[[ Passage, beginning ]]

Grameen America opened a new branch during the pandemic time, in Chicago, the first-ever branch in the city. Because of the pandemic, they decided to take a bold step. They decided to create it entirely as a virtual branch. They even had a virtual opening ceremony. Staff never met physically any of the interested persons who want to form a group. All negotiations, training, and centre and group meetings take place virtually. The branch is confident to do as good as the branches which were created physically. Technically you can run your virtual branch from anywhere in the world, no branch staff has to be in Chicago. Grameen America is now considering to abolish physical offices for all branches. Physical office doesn’t make any sense any more.

If post the current pandemic we do not return to the old way of engagement then historically the credit losses of less than 1 per cent that most microlending institutions used to enjoy and feel proud about may get disturbed because without frequent meetings and peer group pressure will it become like any other unsecured lending business, which comes with its 5 to 6 per cent credit losses? How will this change the pre-eminent position that microcredit model had in terms of asset quality?

Microcredit programmes must learn to survive under all disaster situations. Giving up is not an option. One has to be innovative. Complaining about one thing or other for failure will not get microcredit anywhere.

Social business with no profit-making has been engaging your attention for a long time. Now, in such kinds of social enterprise ventures, which type of investors other than the government can be tapped for a pool of capital?

Creation of a whole new social business financial system is the answer. We should create social business microcredit banks, social business venture capital funds, investment funds, insurance funds and so on.

But who is going to invest in these companies if investors are not receiving any dividends?

People who want to create foundations and trusts, they may see this as an option. They may create a social business venture capital fund to transform unemployed youth into entrepreneurs or create a social business microcredit bank to lend money to poor women, and so on. They don’t do it now because this option was not available to them.

The plain and simple answer is, social business will exist and expand because people want them. If people don’t want them, social business doesn’t have a future. Social business is an option, if people choose it, it will have a future.

I promote the idea because I think people want it, but they don’t have the opportunity to do it, because our institutional framework never presented it to them. If we keep on offering it, it will grow. I am confident about its existence in people’s mind and heart.

Charity money accounts for trillions of dollars in the world. If a fraction of the charity money could be directed to social business as investment or loan, social businesses will be flooded with money.

Yes, governments can invest in social businesses if they think it is a better use of their money. Governments can outsource many of their activities to social businesses. Governments will choose the social business option for the same reason as people will choose social business options. When they’ll look for solutions, not profit, they’ll go for social business.

It is not uncommon to see profit-making businesses creating their own foundations. They set aside CSR money to donate. Now they’ll have another option— they can create their social businesses instead of or in addition to, creating foundations, and invest their CSR money in social businesses.

Social businesses can mobilize loans from the market at usual terms and conditions. Just because I am a social business it doesn’t mean I cannot borrow from the market. I am a social business, but it doesn’t mean I cannot do business with a profit-making business. I can buy service from them, buy their products, sell my products to them, and do all kinds of business with them. Only thing is, I make sure my business remains dedicated to solving a defined problem, and I, the owner, do not take any profit from my business.

[[ Passage, end ]]

» Work request 1: Print the passage on microcredit and social business, taking everything from "But who is going" down to "will have a future.".
» Work request 2: Render this sentence from the passage on microcredit and social business into Spanish: "Charity money accounts for trillions of dollars in the world."

[[ Extracted material, beginning ]]

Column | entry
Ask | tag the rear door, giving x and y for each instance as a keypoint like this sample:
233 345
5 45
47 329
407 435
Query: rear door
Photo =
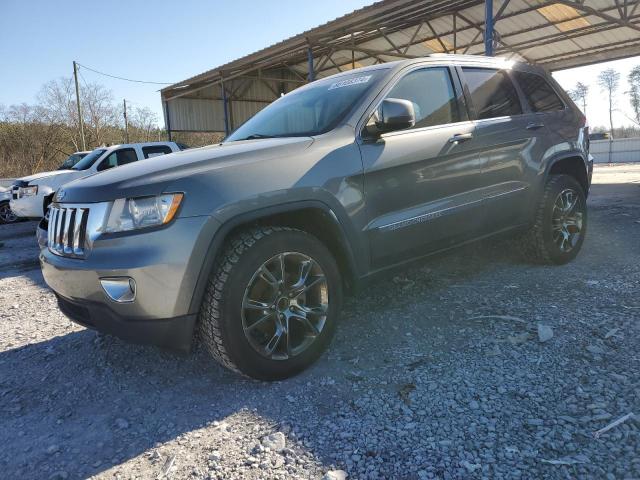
503 137
421 184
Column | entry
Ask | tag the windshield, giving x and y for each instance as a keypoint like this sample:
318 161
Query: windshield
72 160
89 160
309 111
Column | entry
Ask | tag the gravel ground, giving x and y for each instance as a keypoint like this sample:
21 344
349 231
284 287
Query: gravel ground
437 372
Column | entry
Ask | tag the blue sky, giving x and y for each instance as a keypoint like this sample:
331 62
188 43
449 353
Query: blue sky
168 41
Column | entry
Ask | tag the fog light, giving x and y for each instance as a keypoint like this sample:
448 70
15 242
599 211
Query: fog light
119 289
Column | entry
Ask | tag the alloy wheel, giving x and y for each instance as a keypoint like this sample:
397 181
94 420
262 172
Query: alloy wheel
567 219
284 308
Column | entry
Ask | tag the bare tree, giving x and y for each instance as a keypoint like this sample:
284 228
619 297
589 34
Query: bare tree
634 92
146 121
28 140
579 95
609 80
99 112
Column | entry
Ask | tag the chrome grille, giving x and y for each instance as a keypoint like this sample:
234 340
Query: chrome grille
67 231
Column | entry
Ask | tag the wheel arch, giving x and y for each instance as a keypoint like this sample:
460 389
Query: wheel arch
313 217
573 165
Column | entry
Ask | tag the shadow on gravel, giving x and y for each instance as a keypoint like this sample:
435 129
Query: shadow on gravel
93 402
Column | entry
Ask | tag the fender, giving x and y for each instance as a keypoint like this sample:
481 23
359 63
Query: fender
353 264
588 166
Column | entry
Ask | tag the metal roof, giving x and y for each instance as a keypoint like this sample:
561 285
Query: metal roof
555 34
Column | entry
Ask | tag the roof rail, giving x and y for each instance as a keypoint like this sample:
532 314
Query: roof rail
475 58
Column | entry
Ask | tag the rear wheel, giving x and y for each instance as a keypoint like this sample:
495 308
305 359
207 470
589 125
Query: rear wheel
560 222
272 302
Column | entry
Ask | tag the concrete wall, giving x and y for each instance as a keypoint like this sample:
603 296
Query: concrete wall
620 150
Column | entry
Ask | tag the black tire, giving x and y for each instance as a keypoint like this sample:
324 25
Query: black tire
538 243
221 315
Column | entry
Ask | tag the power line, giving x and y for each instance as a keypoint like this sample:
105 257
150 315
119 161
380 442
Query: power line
123 78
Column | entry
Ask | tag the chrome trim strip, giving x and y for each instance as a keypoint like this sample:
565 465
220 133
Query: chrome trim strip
501 194
424 217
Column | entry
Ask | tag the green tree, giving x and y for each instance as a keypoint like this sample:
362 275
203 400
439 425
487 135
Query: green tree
579 95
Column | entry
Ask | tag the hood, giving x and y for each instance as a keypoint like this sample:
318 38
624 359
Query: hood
41 175
153 175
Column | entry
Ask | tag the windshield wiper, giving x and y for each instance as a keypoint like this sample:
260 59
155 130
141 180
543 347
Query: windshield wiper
256 136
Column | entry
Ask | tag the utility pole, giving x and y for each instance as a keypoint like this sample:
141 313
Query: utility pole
126 123
80 121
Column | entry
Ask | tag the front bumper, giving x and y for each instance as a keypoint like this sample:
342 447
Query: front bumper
165 264
175 333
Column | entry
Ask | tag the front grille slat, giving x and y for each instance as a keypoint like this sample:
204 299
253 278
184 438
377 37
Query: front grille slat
67 231
60 230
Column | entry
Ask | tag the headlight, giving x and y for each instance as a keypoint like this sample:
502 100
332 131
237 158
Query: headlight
29 191
135 213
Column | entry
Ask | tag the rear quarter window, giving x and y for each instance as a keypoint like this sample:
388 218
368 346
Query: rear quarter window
539 93
492 93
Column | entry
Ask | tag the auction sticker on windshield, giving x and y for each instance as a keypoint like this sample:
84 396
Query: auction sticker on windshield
351 81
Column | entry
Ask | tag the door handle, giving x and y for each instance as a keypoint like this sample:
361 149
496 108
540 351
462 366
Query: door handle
461 137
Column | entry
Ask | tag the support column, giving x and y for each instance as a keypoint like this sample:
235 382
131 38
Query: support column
311 76
225 106
168 121
488 28
455 33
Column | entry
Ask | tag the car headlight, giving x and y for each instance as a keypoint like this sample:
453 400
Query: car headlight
29 191
142 212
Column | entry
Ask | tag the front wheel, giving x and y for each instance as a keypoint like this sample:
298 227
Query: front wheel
560 222
272 303
6 215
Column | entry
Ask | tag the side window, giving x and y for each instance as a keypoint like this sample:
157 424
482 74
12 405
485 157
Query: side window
118 158
540 95
155 151
492 92
432 94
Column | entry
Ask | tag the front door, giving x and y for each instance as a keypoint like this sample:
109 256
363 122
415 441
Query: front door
422 184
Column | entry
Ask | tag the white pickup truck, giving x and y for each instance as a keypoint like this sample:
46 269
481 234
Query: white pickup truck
31 195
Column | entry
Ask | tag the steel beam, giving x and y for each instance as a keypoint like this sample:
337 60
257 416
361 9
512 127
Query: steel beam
168 121
488 28
311 74
225 107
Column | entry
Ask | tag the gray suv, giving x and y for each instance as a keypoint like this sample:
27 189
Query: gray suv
252 242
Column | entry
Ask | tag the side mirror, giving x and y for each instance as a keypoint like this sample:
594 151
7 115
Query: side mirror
393 114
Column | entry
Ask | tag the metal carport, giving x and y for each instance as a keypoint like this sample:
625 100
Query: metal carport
556 34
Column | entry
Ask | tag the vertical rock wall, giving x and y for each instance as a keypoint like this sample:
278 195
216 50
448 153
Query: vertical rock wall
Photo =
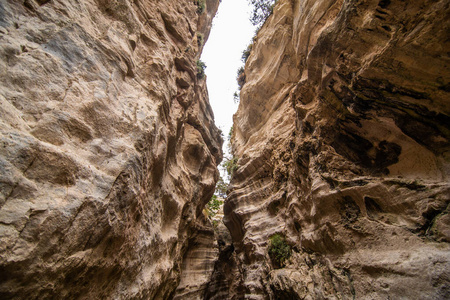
342 136
108 148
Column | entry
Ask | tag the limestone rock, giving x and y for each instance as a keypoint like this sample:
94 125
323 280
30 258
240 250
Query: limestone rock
108 146
342 139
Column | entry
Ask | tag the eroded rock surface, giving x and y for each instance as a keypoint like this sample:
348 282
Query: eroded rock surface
108 146
342 136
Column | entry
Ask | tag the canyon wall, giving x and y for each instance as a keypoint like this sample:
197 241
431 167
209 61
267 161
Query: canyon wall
342 139
108 147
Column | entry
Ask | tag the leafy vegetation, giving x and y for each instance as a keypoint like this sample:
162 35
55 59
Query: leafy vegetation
246 53
231 165
200 39
213 205
240 77
262 9
279 250
236 97
201 5
221 187
201 66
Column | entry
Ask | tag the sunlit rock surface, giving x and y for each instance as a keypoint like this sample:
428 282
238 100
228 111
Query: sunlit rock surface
342 136
108 146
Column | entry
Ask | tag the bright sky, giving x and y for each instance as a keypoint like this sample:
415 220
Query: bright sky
230 34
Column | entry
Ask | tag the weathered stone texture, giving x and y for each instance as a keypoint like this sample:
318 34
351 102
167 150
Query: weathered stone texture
342 136
108 147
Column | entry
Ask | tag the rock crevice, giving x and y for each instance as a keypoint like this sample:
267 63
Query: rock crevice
342 144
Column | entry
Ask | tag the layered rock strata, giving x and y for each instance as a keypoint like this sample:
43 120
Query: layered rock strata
342 139
108 146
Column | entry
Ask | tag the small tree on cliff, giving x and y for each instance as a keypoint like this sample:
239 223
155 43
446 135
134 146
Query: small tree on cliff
262 9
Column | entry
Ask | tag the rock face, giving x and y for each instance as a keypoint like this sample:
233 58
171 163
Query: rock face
108 146
342 136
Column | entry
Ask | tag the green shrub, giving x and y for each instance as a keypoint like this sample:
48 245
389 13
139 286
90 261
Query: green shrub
279 250
213 206
200 69
262 9
240 77
236 97
200 6
230 165
246 53
200 39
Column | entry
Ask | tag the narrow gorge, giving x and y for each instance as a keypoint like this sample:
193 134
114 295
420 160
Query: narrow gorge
109 153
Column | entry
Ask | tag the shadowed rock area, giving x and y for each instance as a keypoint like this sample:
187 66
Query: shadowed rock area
342 139
108 148
108 153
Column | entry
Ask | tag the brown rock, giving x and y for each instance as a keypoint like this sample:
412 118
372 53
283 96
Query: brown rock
342 138
108 147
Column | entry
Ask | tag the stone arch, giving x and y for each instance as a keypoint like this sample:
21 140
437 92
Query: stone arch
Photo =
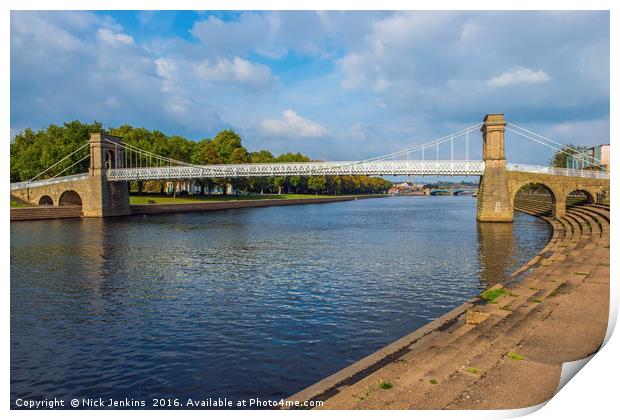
536 197
70 198
580 196
46 200
109 160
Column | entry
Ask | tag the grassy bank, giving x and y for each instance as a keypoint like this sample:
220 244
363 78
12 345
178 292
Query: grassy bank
188 199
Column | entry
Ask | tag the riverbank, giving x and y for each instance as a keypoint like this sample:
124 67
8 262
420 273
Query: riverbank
137 209
183 205
504 349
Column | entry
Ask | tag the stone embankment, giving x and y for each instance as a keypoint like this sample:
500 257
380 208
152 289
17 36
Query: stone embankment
224 205
505 351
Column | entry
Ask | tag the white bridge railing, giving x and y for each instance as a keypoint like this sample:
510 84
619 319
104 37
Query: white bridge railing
57 180
516 167
373 168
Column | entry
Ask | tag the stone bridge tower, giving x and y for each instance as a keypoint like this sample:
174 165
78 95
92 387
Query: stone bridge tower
494 204
103 198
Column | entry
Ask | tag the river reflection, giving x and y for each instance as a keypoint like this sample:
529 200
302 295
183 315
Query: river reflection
248 303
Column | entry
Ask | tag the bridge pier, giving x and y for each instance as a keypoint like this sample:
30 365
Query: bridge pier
494 204
103 198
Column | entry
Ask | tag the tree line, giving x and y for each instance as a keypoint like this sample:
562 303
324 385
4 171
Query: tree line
34 151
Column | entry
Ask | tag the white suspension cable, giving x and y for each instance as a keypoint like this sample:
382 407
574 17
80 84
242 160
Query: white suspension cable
66 169
548 139
545 144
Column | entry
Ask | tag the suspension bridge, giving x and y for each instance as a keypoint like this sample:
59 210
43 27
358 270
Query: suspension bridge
103 191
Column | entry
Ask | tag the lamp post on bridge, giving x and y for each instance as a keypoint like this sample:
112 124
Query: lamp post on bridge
493 194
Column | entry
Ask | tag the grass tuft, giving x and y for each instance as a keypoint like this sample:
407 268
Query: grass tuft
381 384
515 356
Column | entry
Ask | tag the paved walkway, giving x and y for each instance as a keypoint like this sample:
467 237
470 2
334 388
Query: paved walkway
503 353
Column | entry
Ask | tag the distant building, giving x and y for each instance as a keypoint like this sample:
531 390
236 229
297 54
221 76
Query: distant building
594 158
405 188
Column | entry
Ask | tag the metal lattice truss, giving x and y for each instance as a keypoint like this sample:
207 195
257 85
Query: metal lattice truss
373 168
534 169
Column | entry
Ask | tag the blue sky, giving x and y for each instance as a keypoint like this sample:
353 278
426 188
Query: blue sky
333 85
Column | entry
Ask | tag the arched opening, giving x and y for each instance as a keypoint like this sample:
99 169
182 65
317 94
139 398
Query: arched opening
110 162
70 198
535 199
46 200
579 197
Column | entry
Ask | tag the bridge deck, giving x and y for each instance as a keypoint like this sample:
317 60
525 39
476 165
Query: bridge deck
375 168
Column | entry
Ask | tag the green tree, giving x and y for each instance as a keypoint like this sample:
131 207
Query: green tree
316 184
225 143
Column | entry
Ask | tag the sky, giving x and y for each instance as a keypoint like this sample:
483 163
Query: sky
332 85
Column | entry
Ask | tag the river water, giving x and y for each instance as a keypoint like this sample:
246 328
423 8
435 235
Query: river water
247 303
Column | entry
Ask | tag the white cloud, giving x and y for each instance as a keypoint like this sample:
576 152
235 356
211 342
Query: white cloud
519 75
110 37
292 125
236 70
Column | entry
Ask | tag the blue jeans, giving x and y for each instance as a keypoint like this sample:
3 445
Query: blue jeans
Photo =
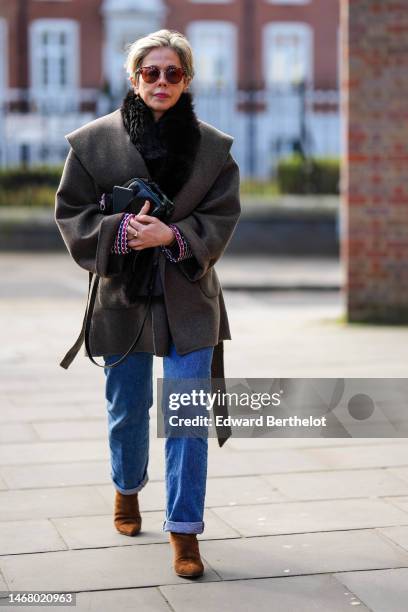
129 395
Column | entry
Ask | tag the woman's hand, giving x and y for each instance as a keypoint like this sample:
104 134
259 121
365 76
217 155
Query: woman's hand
144 231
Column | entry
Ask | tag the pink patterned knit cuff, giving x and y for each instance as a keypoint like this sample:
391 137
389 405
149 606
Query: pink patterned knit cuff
120 246
181 250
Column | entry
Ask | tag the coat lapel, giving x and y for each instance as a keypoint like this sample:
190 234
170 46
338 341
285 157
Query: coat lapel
105 150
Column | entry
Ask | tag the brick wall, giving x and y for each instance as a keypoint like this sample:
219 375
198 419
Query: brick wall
375 199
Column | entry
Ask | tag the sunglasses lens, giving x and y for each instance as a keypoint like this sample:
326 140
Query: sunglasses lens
174 75
150 75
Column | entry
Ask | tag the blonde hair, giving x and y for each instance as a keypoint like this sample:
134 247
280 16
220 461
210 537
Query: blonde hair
138 50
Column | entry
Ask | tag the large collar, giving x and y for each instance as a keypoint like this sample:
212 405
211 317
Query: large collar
104 148
169 145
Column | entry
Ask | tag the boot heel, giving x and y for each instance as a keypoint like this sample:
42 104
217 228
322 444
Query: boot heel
187 560
127 519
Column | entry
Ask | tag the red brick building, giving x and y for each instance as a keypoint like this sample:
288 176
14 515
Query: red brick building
61 63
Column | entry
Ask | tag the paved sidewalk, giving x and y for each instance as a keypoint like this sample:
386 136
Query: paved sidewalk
295 525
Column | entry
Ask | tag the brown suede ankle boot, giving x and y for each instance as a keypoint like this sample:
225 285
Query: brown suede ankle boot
187 560
127 516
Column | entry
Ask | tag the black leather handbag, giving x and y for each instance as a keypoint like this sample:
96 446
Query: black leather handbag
141 266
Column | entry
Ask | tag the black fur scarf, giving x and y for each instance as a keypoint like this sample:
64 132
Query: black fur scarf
169 145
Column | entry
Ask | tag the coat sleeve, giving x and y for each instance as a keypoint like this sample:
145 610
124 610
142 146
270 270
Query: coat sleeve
209 228
87 233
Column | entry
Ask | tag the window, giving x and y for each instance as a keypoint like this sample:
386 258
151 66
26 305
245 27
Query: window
54 55
287 53
214 47
288 1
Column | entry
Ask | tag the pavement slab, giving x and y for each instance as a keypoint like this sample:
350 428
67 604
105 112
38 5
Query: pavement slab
337 484
291 524
293 594
18 537
381 590
309 516
94 569
307 553
99 531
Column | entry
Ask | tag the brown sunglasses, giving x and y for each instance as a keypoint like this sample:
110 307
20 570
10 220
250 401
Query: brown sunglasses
151 74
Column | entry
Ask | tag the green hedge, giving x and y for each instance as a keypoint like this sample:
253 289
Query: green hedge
36 176
34 186
317 175
28 196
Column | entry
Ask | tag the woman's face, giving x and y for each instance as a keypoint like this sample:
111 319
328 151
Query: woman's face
161 57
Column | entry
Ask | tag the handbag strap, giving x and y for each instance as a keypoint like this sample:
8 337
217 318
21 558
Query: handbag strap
84 334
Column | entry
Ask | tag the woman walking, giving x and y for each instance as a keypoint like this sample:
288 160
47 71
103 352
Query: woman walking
156 135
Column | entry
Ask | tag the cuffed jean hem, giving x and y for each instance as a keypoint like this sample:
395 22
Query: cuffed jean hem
130 491
183 527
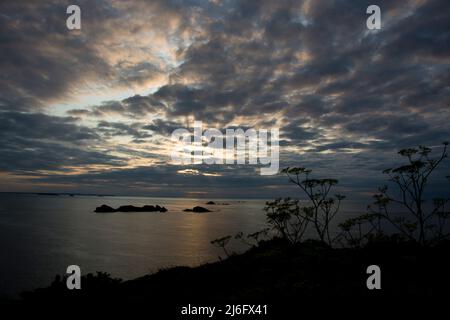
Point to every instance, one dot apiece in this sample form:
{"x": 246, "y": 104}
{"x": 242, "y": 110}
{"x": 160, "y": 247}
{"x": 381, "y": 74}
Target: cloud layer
{"x": 95, "y": 108}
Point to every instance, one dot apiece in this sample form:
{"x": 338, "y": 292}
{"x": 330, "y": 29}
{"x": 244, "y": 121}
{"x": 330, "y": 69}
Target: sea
{"x": 41, "y": 235}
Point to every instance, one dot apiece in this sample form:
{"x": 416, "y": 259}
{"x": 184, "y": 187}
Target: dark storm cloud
{"x": 112, "y": 129}
{"x": 40, "y": 142}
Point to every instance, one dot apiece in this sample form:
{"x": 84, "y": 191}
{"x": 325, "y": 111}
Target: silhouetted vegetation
{"x": 418, "y": 224}
{"x": 323, "y": 207}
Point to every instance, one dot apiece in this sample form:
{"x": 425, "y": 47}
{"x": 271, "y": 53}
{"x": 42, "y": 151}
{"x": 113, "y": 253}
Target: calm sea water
{"x": 41, "y": 235}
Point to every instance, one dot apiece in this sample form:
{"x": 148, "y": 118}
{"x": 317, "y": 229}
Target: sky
{"x": 93, "y": 110}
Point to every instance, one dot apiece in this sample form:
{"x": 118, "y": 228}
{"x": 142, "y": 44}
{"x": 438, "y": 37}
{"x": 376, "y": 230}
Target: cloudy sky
{"x": 92, "y": 110}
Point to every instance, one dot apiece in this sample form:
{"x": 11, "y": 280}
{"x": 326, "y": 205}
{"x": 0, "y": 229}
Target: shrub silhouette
{"x": 287, "y": 218}
{"x": 420, "y": 225}
{"x": 323, "y": 207}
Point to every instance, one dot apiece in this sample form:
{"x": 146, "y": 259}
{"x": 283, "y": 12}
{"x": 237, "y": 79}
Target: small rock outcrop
{"x": 197, "y": 209}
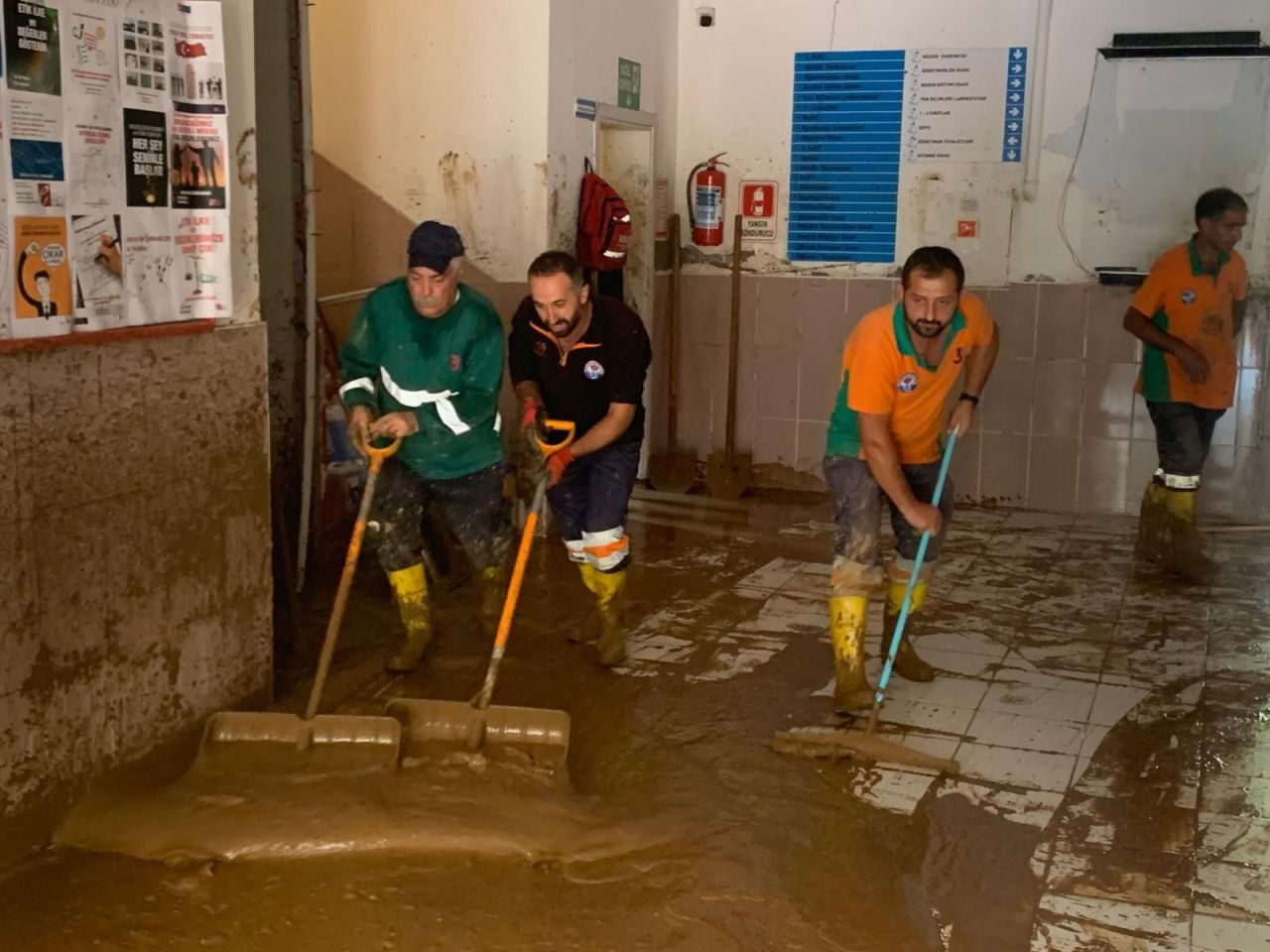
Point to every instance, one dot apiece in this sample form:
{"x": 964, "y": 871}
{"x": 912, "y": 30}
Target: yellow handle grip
{"x": 550, "y": 425}
{"x": 377, "y": 456}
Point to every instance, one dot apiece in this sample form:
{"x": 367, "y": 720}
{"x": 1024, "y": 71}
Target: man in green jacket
{"x": 423, "y": 365}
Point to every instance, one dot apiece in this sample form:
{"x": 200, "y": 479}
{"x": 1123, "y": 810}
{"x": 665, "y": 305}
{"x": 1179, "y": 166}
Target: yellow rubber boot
{"x": 583, "y": 630}
{"x": 611, "y": 644}
{"x": 1153, "y": 524}
{"x": 908, "y": 665}
{"x": 848, "y": 615}
{"x": 411, "y": 589}
{"x": 1187, "y": 556}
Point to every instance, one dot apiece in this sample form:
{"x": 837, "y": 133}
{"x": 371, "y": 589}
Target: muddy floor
{"x": 1110, "y": 728}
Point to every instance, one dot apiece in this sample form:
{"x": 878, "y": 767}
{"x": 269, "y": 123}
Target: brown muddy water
{"x": 677, "y": 828}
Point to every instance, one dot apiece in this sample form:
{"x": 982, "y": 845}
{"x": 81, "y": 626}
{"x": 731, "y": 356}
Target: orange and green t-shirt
{"x": 1193, "y": 304}
{"x": 883, "y": 373}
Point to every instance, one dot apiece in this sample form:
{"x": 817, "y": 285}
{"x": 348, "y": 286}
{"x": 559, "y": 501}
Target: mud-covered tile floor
{"x": 1112, "y": 733}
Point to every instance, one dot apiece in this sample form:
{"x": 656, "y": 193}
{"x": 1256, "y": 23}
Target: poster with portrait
{"x": 42, "y": 277}
{"x": 96, "y": 259}
{"x": 116, "y": 189}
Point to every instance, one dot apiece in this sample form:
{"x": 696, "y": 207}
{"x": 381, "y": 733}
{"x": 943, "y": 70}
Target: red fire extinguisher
{"x": 706, "y": 188}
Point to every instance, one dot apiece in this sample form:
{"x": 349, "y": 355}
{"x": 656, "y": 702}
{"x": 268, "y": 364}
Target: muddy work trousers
{"x": 472, "y": 507}
{"x": 589, "y": 503}
{"x": 1184, "y": 433}
{"x": 857, "y": 502}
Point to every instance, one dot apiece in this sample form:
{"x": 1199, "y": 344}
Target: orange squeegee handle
{"x": 345, "y": 579}
{"x": 522, "y": 558}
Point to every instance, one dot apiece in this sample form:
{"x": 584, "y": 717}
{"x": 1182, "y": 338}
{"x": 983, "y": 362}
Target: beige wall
{"x": 134, "y": 529}
{"x": 1060, "y": 428}
{"x": 439, "y": 108}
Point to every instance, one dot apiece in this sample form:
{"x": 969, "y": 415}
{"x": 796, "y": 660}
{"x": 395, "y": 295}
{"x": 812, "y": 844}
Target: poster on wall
{"x": 144, "y": 46}
{"x": 149, "y": 280}
{"x": 198, "y": 171}
{"x": 145, "y": 144}
{"x": 42, "y": 277}
{"x": 93, "y": 108}
{"x": 32, "y": 48}
{"x": 114, "y": 200}
{"x": 203, "y": 264}
{"x": 36, "y": 153}
{"x": 197, "y": 59}
{"x": 96, "y": 258}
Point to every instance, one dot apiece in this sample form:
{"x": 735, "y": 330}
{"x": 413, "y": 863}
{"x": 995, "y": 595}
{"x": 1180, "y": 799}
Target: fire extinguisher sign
{"x": 758, "y": 211}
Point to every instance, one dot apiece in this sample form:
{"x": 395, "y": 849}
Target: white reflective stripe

[[ Extracted material, end ]]

» Expected answer 1:
But who is going to invest in these companies if investors are not receiving any dividends?

People who want to create foundations and trusts, they may see this as an option. They may create a social business venture capital fund to transform unemployed youth into entrepreneurs or create a social business microcredit bank to lend money to poor women, and so on. They don’t do it now because this option was not available to them.

The plain and simple answer is, social business will exist and expand because people want them. If people don’t want them, social business doesn’t have a future. Social business is an option, if people choose it, it will have a future.

» Expected answer 2: El dinero de la caridad representa billones de dólares en el mundo.